=== EXERCISE DESCRIPTION ===
Leave out the pictures and give back all the entries exactly as written.

=== INFORMATION PROVIDED ===
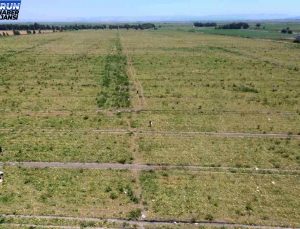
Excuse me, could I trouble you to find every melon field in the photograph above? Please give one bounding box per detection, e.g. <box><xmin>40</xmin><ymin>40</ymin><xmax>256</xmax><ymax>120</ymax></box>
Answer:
<box><xmin>0</xmin><ymin>28</ymin><xmax>299</xmax><ymax>228</ymax></box>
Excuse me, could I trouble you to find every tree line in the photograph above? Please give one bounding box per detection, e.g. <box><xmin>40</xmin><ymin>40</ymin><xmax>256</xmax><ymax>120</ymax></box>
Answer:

=== WRITTEN ANSWER ===
Excuse me, could I trouble you to find every melon field in the photograph above? Please give one bounding box per detection, e.g. <box><xmin>40</xmin><ymin>40</ymin><xmax>256</xmax><ymax>120</ymax></box>
Answer:
<box><xmin>0</xmin><ymin>28</ymin><xmax>299</xmax><ymax>228</ymax></box>
Excuse me, could I trouble you to find every tree line in the photograph above? Please give one bounding box per detection, e.g. <box><xmin>40</xmin><ymin>40</ymin><xmax>256</xmax><ymax>120</ymax></box>
Answer:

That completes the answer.